Mujeres indígenas de Villazón, Potosí (Principios de siglo XX) |
Tomado de: La tragedia del Altiplano, de: Tristan Marof.
Antes de la conquista española, lo que hoy se llama Bolivia
tuvo otros nombres. Constituía una de las cuatro ramas en las que se dividía el
Tahuantinsuyo, o sea el imperio de los Inkas. Estaba poblada casi por entero de
quichuas y aimarás, que se diferenciaban por ciertos rasgos étnicos y por su
lengua. Los aimarás, que luego fueron sometidos por el ejército del Inka,
habitaban el norte del país, junto a sus monumentos históricos de Tiahuanacu, a
la orilla del Titikaka, su lago sagrado, de donde emergieron, según la leyenda,
los grandes reformadores del Kollasuyo.
Los quichuas se esparcieron hacia el sud y, para evitar las
insurrecciones de los aimarás, siempre rebeldes e insumisos, el Inka previsor
ordenó formar un círculo de ―mitamaes‖ a su alrededor, vastas pobladas de
súbditos que se entremezclaban con los reacios. De esa manera, en el propio
riñón aimará, cuyo foco de población actual es La Paz, encontramos hoy día
algunas provincias como las de Muñecas, Apolo y otras, habitadas por quichuas.
El calificativo que los conquistadores dieron a los
pobladores de América, como es sabido, fué una equivocación. Todos los
naturales desde las Antillas hasta el cabo de Hornos, para los españoles, eran
indios. El término se hizo general y no se diferenciaba a los caribes salvajes,
por ejemplo, de los civilizados peruanos, entre los cuales había una enorme
diferencia de mentalidad, de costumbres, exactamente la misma que hubo entre
los negros del Africa y los egipcios. En verdad, si reflexionamos seriamente,
no hubo en América otra civilización que la de los Inkas en el sur, la de los
mayas en el centro y la de los toltecas y aztecas en el norte. Los pobladores
de otras regiones se encontraban en un estado muy primitivo. Es importante
saber esto, si se quiere estudiar la sociología americana, y no caer en el
error muy difundido por propios y extraños, de confundir el indio guaraní [con
el] araucano, o caribe con el quichua o el aimará, mentalmente superiores,
organizados en pueblos, con sus leyes, sus filósofos, sus poetas y sus
funcionarios responsables, mucho antes de la conquista.
Los quichuas y los aztecas formaban imperios enormes, tenían
leyes, conocían el arte, y su afán civilizador se extendía hasta las tribus
atrasadas y bárbaras que vivían nómadas en los bosques de América.

• _TAREA BREVE 1_: Según el artículo, ¿cuál era el lago sagrado de los aimarás?
El artículo no guarda relación alguna con los registros.

• _DATOS DE TRABAJO_:

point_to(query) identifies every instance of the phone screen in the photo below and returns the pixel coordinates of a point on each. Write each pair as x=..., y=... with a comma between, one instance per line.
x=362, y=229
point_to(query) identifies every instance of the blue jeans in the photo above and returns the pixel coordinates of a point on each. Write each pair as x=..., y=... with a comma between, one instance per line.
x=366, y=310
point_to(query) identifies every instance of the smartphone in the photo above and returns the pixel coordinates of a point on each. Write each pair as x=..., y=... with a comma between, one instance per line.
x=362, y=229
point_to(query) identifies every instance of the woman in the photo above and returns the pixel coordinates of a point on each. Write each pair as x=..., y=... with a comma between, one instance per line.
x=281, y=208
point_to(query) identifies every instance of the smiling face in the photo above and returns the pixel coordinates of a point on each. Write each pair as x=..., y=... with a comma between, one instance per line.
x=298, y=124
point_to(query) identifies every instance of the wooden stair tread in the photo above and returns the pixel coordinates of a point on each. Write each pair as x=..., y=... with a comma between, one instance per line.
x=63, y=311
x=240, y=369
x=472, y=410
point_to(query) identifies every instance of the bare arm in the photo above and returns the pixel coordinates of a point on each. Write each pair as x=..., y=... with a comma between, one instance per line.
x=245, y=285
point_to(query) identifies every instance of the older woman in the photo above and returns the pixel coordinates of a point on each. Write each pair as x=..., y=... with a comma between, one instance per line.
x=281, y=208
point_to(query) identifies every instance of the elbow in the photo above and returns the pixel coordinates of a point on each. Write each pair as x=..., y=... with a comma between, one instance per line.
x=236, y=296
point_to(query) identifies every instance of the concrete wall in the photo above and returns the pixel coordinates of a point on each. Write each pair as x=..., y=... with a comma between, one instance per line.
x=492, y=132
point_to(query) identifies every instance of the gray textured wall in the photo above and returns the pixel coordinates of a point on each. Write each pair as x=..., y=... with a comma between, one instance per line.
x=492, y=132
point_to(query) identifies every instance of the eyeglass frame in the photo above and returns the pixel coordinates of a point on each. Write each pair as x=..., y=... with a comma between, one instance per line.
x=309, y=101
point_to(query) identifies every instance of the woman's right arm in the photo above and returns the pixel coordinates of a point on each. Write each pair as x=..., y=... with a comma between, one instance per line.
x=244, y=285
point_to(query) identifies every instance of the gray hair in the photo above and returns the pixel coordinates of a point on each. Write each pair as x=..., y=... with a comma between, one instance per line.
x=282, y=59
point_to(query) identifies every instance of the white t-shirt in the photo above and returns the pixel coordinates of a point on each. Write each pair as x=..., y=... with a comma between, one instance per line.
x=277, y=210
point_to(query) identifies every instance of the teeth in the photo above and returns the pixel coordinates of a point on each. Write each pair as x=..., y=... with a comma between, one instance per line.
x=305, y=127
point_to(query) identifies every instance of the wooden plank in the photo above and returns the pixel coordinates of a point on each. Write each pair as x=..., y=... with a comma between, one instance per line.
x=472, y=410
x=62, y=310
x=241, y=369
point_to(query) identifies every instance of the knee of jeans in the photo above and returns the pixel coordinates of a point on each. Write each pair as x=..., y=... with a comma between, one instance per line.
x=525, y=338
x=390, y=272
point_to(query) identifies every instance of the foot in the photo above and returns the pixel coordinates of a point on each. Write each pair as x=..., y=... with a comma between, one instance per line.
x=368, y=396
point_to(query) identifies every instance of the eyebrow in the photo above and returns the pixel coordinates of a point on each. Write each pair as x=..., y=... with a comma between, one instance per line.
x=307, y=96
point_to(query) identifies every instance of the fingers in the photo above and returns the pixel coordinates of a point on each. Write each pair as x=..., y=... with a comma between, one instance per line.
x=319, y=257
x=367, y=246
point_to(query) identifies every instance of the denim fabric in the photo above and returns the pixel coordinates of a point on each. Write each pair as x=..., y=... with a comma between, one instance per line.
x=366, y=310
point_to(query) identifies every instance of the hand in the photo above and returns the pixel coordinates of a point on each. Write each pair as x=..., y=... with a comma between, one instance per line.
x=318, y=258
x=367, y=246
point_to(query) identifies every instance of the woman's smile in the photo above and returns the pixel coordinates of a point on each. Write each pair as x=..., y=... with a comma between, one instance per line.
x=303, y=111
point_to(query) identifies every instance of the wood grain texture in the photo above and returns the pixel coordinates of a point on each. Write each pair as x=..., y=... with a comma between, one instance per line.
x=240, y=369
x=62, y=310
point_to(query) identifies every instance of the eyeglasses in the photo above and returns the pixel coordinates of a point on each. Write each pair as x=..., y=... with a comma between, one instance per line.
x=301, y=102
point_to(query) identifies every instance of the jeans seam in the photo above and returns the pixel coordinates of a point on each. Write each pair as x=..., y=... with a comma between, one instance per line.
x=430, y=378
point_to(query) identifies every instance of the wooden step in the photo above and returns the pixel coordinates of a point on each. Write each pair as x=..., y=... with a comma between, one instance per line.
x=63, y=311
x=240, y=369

...

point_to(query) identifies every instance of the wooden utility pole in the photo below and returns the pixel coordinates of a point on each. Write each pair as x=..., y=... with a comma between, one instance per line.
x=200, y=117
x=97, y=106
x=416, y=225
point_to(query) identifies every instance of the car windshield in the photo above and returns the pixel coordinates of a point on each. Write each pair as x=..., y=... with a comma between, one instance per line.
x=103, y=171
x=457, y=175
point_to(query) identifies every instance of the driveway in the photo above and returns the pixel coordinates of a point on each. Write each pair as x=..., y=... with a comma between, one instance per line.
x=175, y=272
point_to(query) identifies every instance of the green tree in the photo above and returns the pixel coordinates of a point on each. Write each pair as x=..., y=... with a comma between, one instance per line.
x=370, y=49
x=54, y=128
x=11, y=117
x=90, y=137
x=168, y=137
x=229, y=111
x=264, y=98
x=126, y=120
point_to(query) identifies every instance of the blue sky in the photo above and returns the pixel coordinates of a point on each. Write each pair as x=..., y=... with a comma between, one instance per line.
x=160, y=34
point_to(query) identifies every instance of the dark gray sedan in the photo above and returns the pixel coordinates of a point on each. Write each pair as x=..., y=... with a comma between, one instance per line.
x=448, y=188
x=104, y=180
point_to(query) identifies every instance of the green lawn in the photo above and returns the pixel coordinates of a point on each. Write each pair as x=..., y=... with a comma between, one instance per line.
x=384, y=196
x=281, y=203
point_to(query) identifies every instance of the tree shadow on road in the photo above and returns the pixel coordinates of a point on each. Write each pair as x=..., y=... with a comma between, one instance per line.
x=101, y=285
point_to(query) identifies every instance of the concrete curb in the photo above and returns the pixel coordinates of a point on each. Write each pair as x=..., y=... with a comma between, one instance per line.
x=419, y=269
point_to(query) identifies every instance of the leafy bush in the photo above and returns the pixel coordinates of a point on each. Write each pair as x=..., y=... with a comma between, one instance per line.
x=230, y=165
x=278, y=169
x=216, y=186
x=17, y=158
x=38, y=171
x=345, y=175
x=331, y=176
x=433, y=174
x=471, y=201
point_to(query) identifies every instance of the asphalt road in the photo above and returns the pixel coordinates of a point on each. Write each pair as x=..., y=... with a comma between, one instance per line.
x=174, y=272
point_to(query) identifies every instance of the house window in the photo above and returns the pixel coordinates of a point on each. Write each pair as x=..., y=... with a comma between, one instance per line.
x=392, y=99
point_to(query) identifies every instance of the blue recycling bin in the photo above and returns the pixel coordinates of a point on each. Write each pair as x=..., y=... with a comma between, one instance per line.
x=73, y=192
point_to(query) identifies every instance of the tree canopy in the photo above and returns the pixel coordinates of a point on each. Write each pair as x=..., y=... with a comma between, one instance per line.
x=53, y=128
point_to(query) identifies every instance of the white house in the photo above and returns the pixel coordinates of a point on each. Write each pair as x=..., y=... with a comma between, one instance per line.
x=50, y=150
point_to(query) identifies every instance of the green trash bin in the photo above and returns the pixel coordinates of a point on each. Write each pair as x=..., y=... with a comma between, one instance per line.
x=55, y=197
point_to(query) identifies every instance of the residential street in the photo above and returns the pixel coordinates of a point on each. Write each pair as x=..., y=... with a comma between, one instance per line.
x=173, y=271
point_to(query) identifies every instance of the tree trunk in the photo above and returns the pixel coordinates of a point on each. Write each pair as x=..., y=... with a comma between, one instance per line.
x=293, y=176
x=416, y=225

• _TAREA BREVE 2_: De los registros, reescribe el tramo que comienza con la línea que contiene "point_to(query) identifies every instance of the residential" y termina con la que contiene "x=173, y=271", reemplazando "residential street" por "paved road" y sin alterar nada más.

• _RESPUESTA 1_: El Titikaka.

• _RESPUESTA 2_:
point_to(query) identifies every instance of the paved road in the photo above and returns the pixel coordinates of a point on each. Write each pair as x=..., y=... with a comma between, one instance per line.
x=173, y=271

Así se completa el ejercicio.